------ Data records ------

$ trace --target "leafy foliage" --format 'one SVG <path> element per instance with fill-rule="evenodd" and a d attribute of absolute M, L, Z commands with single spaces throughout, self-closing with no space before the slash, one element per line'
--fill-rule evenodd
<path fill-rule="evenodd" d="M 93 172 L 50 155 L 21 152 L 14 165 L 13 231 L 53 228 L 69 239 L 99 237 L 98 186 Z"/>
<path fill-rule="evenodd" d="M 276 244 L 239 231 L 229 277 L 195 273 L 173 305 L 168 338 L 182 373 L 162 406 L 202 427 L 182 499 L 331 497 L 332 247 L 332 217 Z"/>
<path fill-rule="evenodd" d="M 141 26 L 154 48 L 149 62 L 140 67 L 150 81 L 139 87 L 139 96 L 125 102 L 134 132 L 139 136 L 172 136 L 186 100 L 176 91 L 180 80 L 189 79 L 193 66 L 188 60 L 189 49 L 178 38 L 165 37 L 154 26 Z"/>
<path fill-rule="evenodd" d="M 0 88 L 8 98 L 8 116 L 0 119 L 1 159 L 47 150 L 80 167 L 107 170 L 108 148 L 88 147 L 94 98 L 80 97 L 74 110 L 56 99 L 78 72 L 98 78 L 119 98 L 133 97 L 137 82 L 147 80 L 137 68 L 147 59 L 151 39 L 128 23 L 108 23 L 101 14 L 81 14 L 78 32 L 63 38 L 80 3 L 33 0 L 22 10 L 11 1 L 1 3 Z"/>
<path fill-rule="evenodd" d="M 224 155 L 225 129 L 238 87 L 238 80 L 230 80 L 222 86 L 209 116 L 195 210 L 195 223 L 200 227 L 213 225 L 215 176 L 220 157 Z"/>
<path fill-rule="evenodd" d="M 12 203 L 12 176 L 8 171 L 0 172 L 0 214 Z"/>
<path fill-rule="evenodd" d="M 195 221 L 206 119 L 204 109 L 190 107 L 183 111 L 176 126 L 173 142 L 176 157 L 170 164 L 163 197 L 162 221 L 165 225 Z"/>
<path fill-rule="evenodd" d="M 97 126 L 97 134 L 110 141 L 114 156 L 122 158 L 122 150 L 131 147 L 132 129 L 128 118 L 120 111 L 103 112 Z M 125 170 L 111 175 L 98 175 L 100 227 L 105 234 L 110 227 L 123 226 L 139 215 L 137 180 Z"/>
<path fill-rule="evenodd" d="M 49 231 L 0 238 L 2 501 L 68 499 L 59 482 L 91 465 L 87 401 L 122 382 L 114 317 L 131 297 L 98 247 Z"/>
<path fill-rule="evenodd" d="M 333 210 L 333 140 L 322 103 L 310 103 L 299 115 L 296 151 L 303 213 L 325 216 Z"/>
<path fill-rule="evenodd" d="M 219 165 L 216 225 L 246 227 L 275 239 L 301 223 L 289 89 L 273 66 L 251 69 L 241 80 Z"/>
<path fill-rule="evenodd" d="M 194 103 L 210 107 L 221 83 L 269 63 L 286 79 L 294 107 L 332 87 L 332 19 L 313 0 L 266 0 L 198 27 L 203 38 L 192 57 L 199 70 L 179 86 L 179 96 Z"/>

------

__Problem details__
Starting at the first line of the data and stopping after the line that contains "93 172 L 50", recast those lines as a Markdown table with the columns Row and Text, giving each line a row number and leaving out blank lines.

__Result of the exercise__
| Row | Text |
|---|---|
| 1 | $ trace --target "leafy foliage" --format 'one SVG <path> element per instance with fill-rule="evenodd" and a d attribute of absolute M, L, Z commands with single spaces throughout, self-closing with no space before the slash, one element per line' |
| 2 | --fill-rule evenodd |
| 3 | <path fill-rule="evenodd" d="M 93 172 L 50 155 L 21 152 L 14 165 L 13 231 L 53 228 L 69 239 L 99 237 L 98 186 Z"/> |